CONSIGNE >>
Dans le texte sur l'initiation martiniste, relevez parmi les douze vertus citées toutes celles dont le nom se termine par « -ance ».

TEXTE FOURNI >>
Il n’est pas superflu de rappeler que dans la Tradition martiniste, le mot âme se rapporte à la psyché des Grecs, c’est-à-dire à la nature psychique de l’homme, tandis que l’esprit se rapporte à la pneuma, c’est-à-dire à sa nature spirituelle et divine.
Pour que cette transmutation soit possible, le Nouvel Homme doit continuer à se purifier et à rechercher, nous le répétons, cet état paradisiaque qui était le sien, car c’est dans la voie de «l’imitation intérieure du Christ» qu’il s’engage. «Sans doute ce ne sera qu’après avoir ainsi purifié tout son être, et opéré en soi cette triple résurrection, que le Nouvel Homme fera, en lui-même, l’élection des douze vertus qui doivent le manifester dans toute l’étendue de ses propres régions». En effet, c’est par l’éveil et l’acquisition de la patience, la confiance, la tempérance, la tolérance, le détachement, l’altruisme, l’intégrité, l’humilité, le courage, la non-violence, la bienveillance, la sagesse qu’il s’assure de la réussite du processus de purification.
L’Homme-Esprit
Abordons la dernière étape de l’Initiation Martiniste. Le Nouvel Homme est né et graduellement est parvenu à se transformer jusqu’à devenir Homme-Esprit. Il est temps pour lui de mettre en application la connaissance acquise et de se tenir prêt à accomplir sa mission : « se régénérer lui-même et les autres, c’est-à-dire répéter dans sa personne l’œuvre que le Christ a rempli dans l’humanité. » En cela, l’imitation du Christ dont nous parlions se fait d’une manière dynamique, permettant ainsi à l’homme de retrouver sa nature originelle. Devenu Agent de la Divinité, il veut fixer les regards de la famille humaine sur la source de ses maux et sur ceux qu’elle doit faire cesser sur la Terre, espérant provoquer ainsi une prise de conscience collective. De cette manière, l’homme s’achemina vers la restauration de l’harmonie qui prévalait au commencement des temps.

Données d'expressions référentielles:
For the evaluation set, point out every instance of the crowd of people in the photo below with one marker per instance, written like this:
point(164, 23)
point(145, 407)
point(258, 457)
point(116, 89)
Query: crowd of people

RÉSULTAT >>
la confiance, la tempérance, la tolérance, la bienveillance